▸ Extrait de page
Tout d'abord, il faut dire que j'ai regardé ce film dans des conditions parfaites : sous ma couette, dans le noir, pour pouvoir apprécier au maximum cette histoire d'amour et être effrayé dans les moments de terreur. C'est peut-être grâce à l'environnement dans lequel je l'ai regardé que ce film m'a beaucoup plu et obsédé.

Plus une histoire d'amour qu'un film d'horreur, Bones and All a été classé à tort dans le rayon "films d'horreur gore traumatisants" ce que je trouve dommage et débile étant donné qu'il n'y a que quatre scènes de cannibalisme (et principalement en hors champ). J'ai donc été happé par la romance plus que par le côté horrifique, même si ce dernier pouvait par moment donner plus de profondeur et de viscéralité à l'histoire.

Les paysages sont magnifiques, les acteurs sont fantastiques et la musique, bien que peu présente, créée un total contraste avec l'oeuvre grâce à ses mélodies sucrées (je reviendrais sur ce qui m'a dérangé dans cette dernière à la fin de la critique), alors que les images projetées sont celles d'une romance passionnelle et compliquée entre deux êtres torturés.

Entrées de pointage d'objets étiquetés:
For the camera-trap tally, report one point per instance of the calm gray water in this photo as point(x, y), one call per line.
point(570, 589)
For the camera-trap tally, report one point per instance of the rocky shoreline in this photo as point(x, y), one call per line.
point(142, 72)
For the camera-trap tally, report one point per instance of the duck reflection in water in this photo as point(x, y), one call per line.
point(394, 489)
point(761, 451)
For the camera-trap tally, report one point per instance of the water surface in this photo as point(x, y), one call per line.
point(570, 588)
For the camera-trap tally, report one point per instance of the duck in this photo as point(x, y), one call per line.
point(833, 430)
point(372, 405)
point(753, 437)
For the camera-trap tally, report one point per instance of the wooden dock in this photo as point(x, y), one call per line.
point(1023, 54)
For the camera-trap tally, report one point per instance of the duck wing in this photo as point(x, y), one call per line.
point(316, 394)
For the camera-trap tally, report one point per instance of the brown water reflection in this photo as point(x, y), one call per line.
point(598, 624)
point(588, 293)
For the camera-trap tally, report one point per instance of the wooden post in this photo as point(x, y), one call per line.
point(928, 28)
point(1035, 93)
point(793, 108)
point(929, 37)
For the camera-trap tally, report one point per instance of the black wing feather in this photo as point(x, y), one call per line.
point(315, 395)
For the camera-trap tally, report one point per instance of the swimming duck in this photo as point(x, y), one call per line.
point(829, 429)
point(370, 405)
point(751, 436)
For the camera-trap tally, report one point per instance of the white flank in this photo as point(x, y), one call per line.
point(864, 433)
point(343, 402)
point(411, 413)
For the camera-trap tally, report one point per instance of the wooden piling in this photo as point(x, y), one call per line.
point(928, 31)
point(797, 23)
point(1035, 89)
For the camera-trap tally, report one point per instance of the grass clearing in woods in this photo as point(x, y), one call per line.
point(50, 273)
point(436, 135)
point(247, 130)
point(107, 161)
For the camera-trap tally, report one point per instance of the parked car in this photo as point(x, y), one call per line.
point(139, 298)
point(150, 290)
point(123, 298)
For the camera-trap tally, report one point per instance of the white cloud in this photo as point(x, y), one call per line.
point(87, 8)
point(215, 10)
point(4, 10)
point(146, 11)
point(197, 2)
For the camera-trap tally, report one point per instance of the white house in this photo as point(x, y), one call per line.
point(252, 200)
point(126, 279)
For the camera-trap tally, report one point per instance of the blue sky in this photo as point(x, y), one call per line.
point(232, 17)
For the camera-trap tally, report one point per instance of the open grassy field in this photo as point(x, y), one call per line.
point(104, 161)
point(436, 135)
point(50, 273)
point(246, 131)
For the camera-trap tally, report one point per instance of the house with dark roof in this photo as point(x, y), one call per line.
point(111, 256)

▸ Exercice écrit A
Recopiez fidèlement le passage de la critique de Bones and All qui commence à « Plus une histoire » et se termine à « deux êtres torturés. ».
▸ Exercice écrit B
D'après la critique de Bones and All, combien de scènes de cannibalisme le film contient-il ?
▸ Exercice écrit C
Poursuivez la critique de Bones and All à partir de l'endroit où elle s'arrête.

▸ Réponse attendue A
Plus une histoire d'amour qu'un film d'horreur, Bones and All a été classé à tort dans le rayon "films d'horreur gore traumatisants" ce que je trouve dommage et débile étant donné qu'il n'y a que quatre scènes de cannibalisme (et principalement en hors champ). J'ai donc été happé par la romance plus que par le côté horrifique, même si ce dernier pouvait par moment donner plus de profondeur et de viscéralité à l'histoire.

Les paysages sont magnifiques, les acteurs sont fantastiques et la musique, bien que peu présente, créée un total contraste avec l'oeuvre grâce à ses mélodies sucrées (je reviendrais sur ce qui m'a dérangé dans cette dernière à la fin de la critique), alors que les images projetées sont celles d'une romance passionnelle et compliquée entre deux êtres torturés.

▸ Réponse attendue B
Le film ne contient que quatre scènes de cannibalisme, principalement hors champ.

▸ Réponse attendue C
Alors il faut savoir que j'ai adoré "Suspiria" (2018) du même Luca Guadagnino, contrairement à l'énorme majorité de ceux qui l'ont vu, film qui était vraiment dans l'horreur pure du début à la fin. Là, on a le droit à un long-métrage majoritairement en plein air, sous le soleil et qui offre des échappées lumineuses et amoureuses, toujours désamorcées par une terreur insidieuse, d'une rare beauté. Taylor Russell est une belle révélation et Timothée Chalamet se confirme, malgré cette fadeur de jeu qui ne m'est plus désagréable et qui est même assez glamour. Le film a quand même un côté horrifique, il faut le dire, et certains second rôles sont bien flippants comme Mark Rylance "Sully", qui mélange la fragilité à la férocité et qui excelle (notamment dans une des scènes de fin, bien dérangeante) dans ce rôle de vieux tordu manique et Michael Stuhlbarg, dans un rôle bien différent de celui qu'il incarnait dans "Call me by your name". La mère de Maren (Chloë Sevigny) est assez dérangeante aussi.

Mais, comme dit précédemment, l'important n'est pas l'horreur mais cette histoire d'amour qui devient de plus en plus profonde au fur et à mesure du film. Cette histoire d'amour, elle a de la chair. On sait dès le début comment ça va se terminer, on le devine, mais cette romance entre ces deux jeunes gens empêchés par leurs pulsions cannibales n'en devient que plus tragique et touchante. Ils sont beaux et impressionnants de justesse. Dans la deuxième partie du film, où l'horreur s'efface pendant près d'une heure, on a droit à des scènes plastiquement magnifiques, des sentiments qu'on ressent viscéralement, des scènes pudiques et bouleversantes, bref, un vrai film sur l'amour et la passion.

Ensuite, et c'est mon interprétation, j'ai trouvé que l'horreur, dans cette quête des origines, était là pour relever cette histoire d'amour, la rendre dangereuse et vouée à l'échec, le cannibalisme et les pulsions mortelles étant comme une prophétie dont l'aboutissement ne peut être que brutal et tragique.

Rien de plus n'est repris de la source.